Thursday, February 4, 2021

MORAL COMPLEXITY

 

George Washington, "The Father of Our Country"

I figure when the NY Times publishes an op/ed on what's going on in San Francisco, it's time for this San Francisco blogger to weigh in.

So I'm writing about moral complexity today. I want to talk about the decision by the San Francisco Board of Education to change the names of all schools that honor anyone with the slightest whiff of political incorrectness, including Abraham Lincoln and Franklin Delano Roosevelt.

As a San Franciscan, I find the action by the Board of Ed embarrassing.

Look, all those statues in the South that were taken down, that's a different issue. They were put up FOR THE SOLE REASON that those men fought to keep black people in bondage. Every one of those statues was a statement that the Confederates may have lost the war, but they had won the peace. And every black person who walked by those statues was very aware of that message. Those statues HAD TO come down. And any naming, like the military bases that honor generals whose GREAT ACCOMPLISHMENT was to defend slavery, must be changed.

But to say that we cannot honor anyone who did ANYTHING reprehensible by today's standards is stupid. As a woman, a Jew, and a lesbian, I tell you that I do NOT want people automatically thrown in the dustbin of history for committing sexist, antisemitic or homophobic acts. For one thing, that would require TOO MANY dustbins! All of history would be a bunch of dustbins!

Because....

▶ [DATA SEGMENT]:

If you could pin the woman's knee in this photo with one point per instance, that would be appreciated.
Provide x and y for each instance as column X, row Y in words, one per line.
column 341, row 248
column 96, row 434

▶ [REQUIRED ACTIONS]:
a: In the blog post on the San Francisco school renaming, which two presidents are named among those whose schools would lose their names?
b: Please translate this sentence from the blog post on the San Francisco school renaming into Spanish: "As a San Franciscan, I find the action by the Board of Ed embarrassing."
c: Carry on the blog post about the San Francisco school renaming, starting right after its final word, "Because....".

▶ [TASK ANSWERS]:
a: Abraham Lincoln and Franklin Delano Roosevelt.

b: Como residente de San Francisco, la medida de la Junta de Educación me parece vergonzosa.

c:
GUESS WHAT! PEOPLE ARE HUMAN, WHICH MEANS COMPLEX, FLAWED, AND INCONSISTENT. AND THEY ARE LIMITED BY THE TIMES IN WHICH THEY LIVE.

AS ARE WE.

To name a school after someone is to honor that person. There's no question about that. To remove that honor and consign 44 people to the dustbin without seriously weighing the sum total of their lives, as the San Francisco Board of Education has done ... How can I put it? It's not a very educational thing to do.

Let's have discussions about these men and women.

Have the students in each school research and discuss the life of the person their school honors with big letters over the front door. Let the students at a school named for FDR seriously consider his terrible decision to intern all the Japanese Americans during World War II. Let them think about whether that outweighs all the good he did. Let the students learn to research, to debate, to think critically about history.

Sounds exciting, doesn't it?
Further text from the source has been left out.